§ **Task prompt**
Print the rows below verbatim, starting at their first line and ending at the line that contains "left=147, top=108, right=207, bottom=196", with both of those lines included.

··· Rows ···

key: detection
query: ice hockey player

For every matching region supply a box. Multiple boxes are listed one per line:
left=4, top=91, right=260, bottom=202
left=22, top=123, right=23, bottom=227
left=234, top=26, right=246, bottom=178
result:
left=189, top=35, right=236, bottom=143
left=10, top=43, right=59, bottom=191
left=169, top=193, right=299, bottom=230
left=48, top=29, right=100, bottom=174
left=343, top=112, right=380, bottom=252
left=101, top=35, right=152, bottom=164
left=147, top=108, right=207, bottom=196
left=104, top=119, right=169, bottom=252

···

§ **Answer below**
key: detection
query: ice hockey player

For every matching region supply a box. Multiple boxes are listed one per line:
left=4, top=91, right=260, bottom=202
left=22, top=123, right=23, bottom=227
left=234, top=26, right=246, bottom=178
result:
left=189, top=35, right=236, bottom=143
left=10, top=43, right=59, bottom=191
left=169, top=193, right=299, bottom=230
left=48, top=29, right=100, bottom=174
left=343, top=112, right=380, bottom=252
left=101, top=35, right=152, bottom=164
left=147, top=108, right=207, bottom=196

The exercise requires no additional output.